ACTIVITY A:
Answer these questions using the lecture excerpt:
(i) In what month and year was the lecture given at the Clinical Congress?
(ii) What kind of research is the talk based on?
(iii) What does the speaker say working with patients to decide if surgery is right for them requires?
ACTIVITY B:
Resume the lecture excerpt on talking with patients about surgery, picking up right after its final sentence.

2019 John J. Conley Ethics and Philosophy Lecture

What We Talk about When We Talk about Surgery

What We Talk about When We Talk about Surgery

Margaret "Gretchen" Schwarze, MD, MPP, FACS

It was a tremendous honor to give the John Conley Ethics and Philosophy lecture at the Clinical Congress in October 2019. As I think back to that time and what we have been through since, I have a feeling of "Wish I didn't know now what I didn't know then." As much as things have changed, much of what we do has stayed the same. People are still sick, and we as surgeons are still here to take care of them.

My talk is based on more than a decade of empirical research, audio recording surgeons talking to patients about major surgery. My primary point is that working with patients to figure out if surgery is right for them is a skill, which requires deliberate practice and thoughtful preparation.

[Segmentation mask data]
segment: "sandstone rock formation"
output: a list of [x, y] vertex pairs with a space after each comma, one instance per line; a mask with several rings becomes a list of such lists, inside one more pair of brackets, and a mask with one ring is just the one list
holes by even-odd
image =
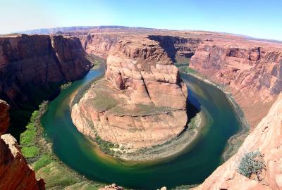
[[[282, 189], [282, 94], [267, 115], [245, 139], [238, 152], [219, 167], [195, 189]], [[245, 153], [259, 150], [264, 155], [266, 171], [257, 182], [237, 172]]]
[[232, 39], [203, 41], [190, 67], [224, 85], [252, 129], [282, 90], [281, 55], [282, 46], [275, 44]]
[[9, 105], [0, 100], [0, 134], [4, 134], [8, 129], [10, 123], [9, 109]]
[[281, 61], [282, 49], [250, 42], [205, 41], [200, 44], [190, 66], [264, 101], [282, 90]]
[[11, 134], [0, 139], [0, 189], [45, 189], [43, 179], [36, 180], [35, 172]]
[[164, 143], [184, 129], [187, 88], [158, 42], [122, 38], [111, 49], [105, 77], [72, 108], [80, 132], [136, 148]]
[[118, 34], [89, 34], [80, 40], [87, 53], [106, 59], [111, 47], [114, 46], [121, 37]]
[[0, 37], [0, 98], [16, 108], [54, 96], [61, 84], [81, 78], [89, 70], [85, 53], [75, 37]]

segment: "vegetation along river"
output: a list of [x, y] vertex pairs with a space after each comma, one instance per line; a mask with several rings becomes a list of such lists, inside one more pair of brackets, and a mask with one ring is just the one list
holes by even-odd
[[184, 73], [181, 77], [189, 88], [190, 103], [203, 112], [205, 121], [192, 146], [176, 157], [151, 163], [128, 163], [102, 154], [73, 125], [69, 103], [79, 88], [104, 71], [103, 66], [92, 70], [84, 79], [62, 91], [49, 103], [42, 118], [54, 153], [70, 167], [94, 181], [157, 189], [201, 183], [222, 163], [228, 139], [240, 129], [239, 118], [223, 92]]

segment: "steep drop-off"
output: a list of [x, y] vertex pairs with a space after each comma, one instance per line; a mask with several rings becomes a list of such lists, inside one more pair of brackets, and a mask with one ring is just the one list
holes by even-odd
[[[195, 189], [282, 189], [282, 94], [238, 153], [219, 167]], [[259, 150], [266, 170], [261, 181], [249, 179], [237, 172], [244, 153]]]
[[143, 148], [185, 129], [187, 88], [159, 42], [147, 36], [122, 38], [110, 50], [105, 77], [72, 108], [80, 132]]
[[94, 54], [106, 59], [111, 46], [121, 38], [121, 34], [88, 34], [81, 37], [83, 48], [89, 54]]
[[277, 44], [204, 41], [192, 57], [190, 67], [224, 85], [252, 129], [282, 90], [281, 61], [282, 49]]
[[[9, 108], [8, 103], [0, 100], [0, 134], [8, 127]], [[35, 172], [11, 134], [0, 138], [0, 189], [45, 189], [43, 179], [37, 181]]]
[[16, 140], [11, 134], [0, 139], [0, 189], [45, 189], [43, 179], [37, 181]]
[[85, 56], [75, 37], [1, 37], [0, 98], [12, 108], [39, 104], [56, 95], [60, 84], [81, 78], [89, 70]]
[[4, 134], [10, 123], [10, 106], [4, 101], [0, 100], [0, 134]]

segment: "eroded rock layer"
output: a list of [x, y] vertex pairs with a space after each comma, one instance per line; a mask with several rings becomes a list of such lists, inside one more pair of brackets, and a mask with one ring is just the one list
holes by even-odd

ANSWER SECTION A:
(i) October 2019.
(ii) More than a decade of empirical research that audio recorded surgeons talking to patients about major surgery.
(iii) Deliberate practice and thoughtful preparation.

ANSWER SECTION B:
Preoperative communication is the most frequent procedure we do. Still we are using a clunky process of informed consent, which hasn't changed since it was first implemented in the 1960s. The components of informed consent proposed by bioethicists and legal scholars are ideally designed to support patient autonomy, yet our approach hasn't evolved over time to keep up with the needs of our profession and the needs of our patients.

Given we are innovators in surgery, creating solutions to problems as they arise, I am perplexed that we haven't innovated in this critical surgical domain as well. Herein, I make the case that these conversations matter, describe precisely what we currently say to patients, and consider strategies to do better. Illustrious members of the audience enrich the Q&A with a fantastic dialogue.